>> start Data to process

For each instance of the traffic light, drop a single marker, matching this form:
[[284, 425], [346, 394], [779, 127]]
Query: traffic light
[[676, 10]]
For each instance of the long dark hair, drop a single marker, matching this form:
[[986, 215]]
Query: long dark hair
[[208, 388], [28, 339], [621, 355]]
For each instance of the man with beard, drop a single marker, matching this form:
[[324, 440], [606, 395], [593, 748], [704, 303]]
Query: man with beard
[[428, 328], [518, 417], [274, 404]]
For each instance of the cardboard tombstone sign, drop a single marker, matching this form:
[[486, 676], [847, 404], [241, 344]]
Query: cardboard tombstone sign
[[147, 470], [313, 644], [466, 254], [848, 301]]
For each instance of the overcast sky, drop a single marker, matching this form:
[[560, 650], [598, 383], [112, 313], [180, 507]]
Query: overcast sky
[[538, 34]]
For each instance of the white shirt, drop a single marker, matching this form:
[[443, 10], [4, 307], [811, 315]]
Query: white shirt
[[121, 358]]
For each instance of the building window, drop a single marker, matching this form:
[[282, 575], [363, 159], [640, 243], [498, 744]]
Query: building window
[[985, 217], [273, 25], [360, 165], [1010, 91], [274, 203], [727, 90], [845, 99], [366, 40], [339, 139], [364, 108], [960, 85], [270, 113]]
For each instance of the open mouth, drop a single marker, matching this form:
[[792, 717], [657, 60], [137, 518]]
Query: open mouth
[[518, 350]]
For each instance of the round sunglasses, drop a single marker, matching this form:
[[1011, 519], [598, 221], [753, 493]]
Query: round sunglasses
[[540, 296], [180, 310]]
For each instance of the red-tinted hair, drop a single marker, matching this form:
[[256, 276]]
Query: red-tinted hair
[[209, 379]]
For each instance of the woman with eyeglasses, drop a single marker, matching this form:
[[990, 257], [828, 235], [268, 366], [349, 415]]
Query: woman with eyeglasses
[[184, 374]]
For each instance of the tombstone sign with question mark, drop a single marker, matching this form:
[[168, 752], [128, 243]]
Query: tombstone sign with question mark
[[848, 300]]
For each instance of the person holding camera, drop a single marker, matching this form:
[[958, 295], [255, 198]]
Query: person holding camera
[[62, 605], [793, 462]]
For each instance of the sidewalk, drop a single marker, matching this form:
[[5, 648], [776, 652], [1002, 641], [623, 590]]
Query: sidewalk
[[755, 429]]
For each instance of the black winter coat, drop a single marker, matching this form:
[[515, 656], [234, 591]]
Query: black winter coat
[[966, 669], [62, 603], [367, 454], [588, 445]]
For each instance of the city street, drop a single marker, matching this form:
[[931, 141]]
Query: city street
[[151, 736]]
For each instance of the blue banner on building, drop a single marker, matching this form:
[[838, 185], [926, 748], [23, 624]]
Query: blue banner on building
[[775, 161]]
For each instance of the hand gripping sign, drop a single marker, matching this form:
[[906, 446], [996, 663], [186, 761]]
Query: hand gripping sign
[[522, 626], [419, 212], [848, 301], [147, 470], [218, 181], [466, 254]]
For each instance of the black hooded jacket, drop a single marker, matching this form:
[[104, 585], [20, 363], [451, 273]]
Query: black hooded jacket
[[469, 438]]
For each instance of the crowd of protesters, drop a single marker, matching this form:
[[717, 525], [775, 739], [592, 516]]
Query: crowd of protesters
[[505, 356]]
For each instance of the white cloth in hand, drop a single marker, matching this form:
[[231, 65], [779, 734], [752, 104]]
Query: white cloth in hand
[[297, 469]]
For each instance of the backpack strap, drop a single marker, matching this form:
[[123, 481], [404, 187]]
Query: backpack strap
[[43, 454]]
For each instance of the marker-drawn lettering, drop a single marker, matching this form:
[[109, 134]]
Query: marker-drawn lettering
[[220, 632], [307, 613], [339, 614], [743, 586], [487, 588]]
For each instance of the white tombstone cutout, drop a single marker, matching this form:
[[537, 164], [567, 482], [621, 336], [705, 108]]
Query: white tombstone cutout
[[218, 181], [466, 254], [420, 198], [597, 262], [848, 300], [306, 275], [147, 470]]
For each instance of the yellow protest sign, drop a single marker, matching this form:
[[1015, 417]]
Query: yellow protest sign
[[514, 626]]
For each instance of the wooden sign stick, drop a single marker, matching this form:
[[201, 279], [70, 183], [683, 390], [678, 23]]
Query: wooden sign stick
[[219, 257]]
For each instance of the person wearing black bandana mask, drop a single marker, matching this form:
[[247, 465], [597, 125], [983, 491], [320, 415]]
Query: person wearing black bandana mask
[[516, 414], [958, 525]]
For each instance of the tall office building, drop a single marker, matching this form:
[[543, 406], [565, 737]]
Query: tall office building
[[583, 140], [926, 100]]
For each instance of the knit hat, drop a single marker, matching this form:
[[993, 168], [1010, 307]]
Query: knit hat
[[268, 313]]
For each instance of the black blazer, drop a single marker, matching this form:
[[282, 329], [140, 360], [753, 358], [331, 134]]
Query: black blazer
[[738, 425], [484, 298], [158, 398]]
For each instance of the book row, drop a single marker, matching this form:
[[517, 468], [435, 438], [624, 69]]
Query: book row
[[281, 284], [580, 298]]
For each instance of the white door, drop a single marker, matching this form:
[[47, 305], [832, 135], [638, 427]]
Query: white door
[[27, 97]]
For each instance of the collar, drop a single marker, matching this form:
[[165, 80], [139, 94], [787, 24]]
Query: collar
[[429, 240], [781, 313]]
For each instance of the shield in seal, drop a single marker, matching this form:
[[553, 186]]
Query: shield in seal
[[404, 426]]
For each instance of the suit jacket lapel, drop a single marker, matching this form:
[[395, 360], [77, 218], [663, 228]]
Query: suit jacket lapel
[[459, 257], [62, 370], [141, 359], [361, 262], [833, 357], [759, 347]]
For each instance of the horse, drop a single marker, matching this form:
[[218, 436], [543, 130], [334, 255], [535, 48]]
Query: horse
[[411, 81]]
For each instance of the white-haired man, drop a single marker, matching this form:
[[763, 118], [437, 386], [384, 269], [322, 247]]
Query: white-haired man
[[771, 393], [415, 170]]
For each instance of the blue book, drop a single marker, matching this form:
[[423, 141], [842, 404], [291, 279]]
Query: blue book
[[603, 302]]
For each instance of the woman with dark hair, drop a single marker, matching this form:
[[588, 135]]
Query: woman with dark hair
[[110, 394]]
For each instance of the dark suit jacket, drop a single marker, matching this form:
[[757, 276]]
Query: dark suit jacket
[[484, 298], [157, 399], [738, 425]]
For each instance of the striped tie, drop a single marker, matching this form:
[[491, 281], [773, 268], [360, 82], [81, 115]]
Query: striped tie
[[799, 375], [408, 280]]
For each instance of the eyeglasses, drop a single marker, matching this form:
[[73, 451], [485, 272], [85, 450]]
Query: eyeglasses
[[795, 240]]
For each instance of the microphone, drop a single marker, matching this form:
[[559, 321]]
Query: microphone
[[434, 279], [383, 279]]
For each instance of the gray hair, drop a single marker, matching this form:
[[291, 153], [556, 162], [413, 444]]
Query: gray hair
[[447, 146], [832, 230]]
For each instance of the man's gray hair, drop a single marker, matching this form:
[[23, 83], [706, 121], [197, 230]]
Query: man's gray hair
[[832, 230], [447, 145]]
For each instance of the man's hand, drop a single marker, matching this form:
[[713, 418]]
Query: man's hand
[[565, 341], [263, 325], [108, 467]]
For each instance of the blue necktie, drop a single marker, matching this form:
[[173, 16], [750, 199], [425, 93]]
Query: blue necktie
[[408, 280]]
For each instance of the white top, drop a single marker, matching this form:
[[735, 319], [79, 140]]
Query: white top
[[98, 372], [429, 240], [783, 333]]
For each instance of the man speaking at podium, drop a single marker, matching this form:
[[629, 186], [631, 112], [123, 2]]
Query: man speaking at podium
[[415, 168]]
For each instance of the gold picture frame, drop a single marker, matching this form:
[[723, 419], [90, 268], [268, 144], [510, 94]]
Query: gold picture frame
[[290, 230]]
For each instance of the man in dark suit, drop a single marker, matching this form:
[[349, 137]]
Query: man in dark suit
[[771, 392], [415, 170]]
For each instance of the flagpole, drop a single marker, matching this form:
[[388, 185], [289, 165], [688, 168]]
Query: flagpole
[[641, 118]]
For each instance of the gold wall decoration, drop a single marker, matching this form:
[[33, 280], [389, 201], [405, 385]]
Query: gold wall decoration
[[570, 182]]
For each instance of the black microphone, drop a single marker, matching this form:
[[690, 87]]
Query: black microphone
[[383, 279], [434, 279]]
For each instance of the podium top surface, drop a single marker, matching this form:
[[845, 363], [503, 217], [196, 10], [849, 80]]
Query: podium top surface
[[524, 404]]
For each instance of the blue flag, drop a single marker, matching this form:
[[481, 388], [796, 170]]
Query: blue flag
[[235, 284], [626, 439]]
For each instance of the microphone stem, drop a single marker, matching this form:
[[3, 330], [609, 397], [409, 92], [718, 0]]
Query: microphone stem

>> end Data to process

▶ Task objective: Please output the entries above without changes, starting with the line that contains "For each instance of the black blazer, drop" and going on through the line that contains "[[411, 81]]", with both of those lines included.

▶ In response:
For each instance of the black blazer, drop a single marker, matching this form:
[[282, 329], [140, 360], [753, 358], [331, 134]]
Query: black blazer
[[738, 425], [484, 298], [158, 398]]
For each instance of the book row, drop a single marker, matching this form:
[[517, 468], [435, 438], [624, 69]]
Query: book row
[[281, 284], [580, 298]]
For each instance of the white door, drop a single marker, matching this form:
[[47, 305], [832, 135], [638, 427]]
Query: white door
[[27, 97]]
For each instance of the collar, drop a single marker, matching this form:
[[165, 80], [139, 94], [787, 24]]
Query: collar
[[429, 240], [781, 313]]
For each instance of the shield in seal, drop a single marker, matching this form:
[[553, 186]]
Query: shield in seal
[[404, 426]]
For each instance of the suit jacket lapel, drop a single marker, matching this form:
[[395, 360], [77, 218], [663, 228]]
Query: suit jacket lapel
[[459, 257], [62, 370], [141, 359], [361, 262], [833, 357], [759, 347]]
For each instance of the horse, drop a single marker, matching this form:
[[218, 436], [543, 130], [334, 255], [535, 48]]
Query: horse
[[411, 81]]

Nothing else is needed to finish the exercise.